Required work: Convert the part of the data that opens with the line containing "Each instance receives one keypoint. Mark the rocky" and runs through the end into a two-column CSV with the headers input and output. Each row should pair one line of text with the coordinate lines beneath it, with each field quoted and any line breaks replaced by spaces.

Task input:
+---+

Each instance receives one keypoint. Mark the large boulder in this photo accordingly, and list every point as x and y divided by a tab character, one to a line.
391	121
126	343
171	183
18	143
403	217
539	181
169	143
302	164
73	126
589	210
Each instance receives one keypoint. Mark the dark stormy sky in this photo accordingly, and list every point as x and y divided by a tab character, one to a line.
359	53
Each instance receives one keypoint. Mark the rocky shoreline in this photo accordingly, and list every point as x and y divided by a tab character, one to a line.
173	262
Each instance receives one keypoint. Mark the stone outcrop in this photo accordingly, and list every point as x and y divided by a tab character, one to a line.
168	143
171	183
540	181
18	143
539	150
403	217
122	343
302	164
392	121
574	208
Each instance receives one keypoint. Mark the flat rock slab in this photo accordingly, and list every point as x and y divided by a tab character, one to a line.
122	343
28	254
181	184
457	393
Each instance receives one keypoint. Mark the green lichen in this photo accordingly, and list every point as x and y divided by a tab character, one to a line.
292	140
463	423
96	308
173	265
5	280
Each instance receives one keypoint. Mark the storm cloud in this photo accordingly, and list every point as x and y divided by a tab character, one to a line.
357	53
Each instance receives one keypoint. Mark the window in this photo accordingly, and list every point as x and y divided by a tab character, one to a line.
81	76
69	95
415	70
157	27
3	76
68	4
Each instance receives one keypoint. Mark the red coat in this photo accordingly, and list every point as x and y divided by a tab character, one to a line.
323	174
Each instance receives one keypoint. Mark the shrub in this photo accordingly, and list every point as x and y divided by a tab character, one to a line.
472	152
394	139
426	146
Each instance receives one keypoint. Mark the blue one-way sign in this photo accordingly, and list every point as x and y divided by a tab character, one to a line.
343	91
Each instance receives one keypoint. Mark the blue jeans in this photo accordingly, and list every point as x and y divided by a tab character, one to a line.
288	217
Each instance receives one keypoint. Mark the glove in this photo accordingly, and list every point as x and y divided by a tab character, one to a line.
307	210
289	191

+---+

Written answer:
input,output
"Each instance receives one keypoint. Mark the rocky shoreline in this photo accordingly, and list every point as x and y divided by a tab character, one to a line.","173	262"
"Each instance receives one keypoint. Mark the stone outcrop in this photo accordingly, and list every point as x and y divided by a tab character, one to a line.","168	143 171	183 540	181 18	143 539	150 403	217 122	343 302	164 392	121 574	208"
"Each instance receives one keypoint. Mark the flat rock slab in this photo accordingly, and list every point as x and y divided by a tab character, one to a line.","122	343 28	254 181	184 457	393"
"Each instance receives one keypoint. Mark the green lichen in this photo accordingly, and list every point as x and y divided by a tab character, one to a line.","292	140 463	423 96	308 173	265 5	280"
"Each instance receives one keypoint. Mark the storm cloud in this photo accordingly, and list every point as x and y divided by a tab character, one to a line.","357	53"
"Each instance receives one keypoint. Mark the window in this photo accordingly, and list every point as x and y divided by a tab character, one to a line.","81	76 69	95 415	70 157	27 3	76 68	4"
"Each instance receives one keypoint. Mark the red coat in this photo accordingly, and list every point as x and y divided by a tab character, one to a line.","323	174"
"Each instance receives one keypoint. Mark the shrub in this photo accordingly, and list every point as x and y divided by a tab character, one to a line.","472	152 394	139 426	146"
"Each instance receives one keypoint. Mark the blue one-way sign in this photo accordingly, and list every point as x and y divided by a tab character, one to a line.","343	91"
"Each instance receives one keypoint. Mark the blue jeans in this photo accordingly, and list every point as x and y divided by a tab character, one to a line.","288	217"
"Each instance receives one keypoint. Mark the glove in this photo accordingly, and list every point as x and y divided by a tab character, one to a line.","307	210 289	191"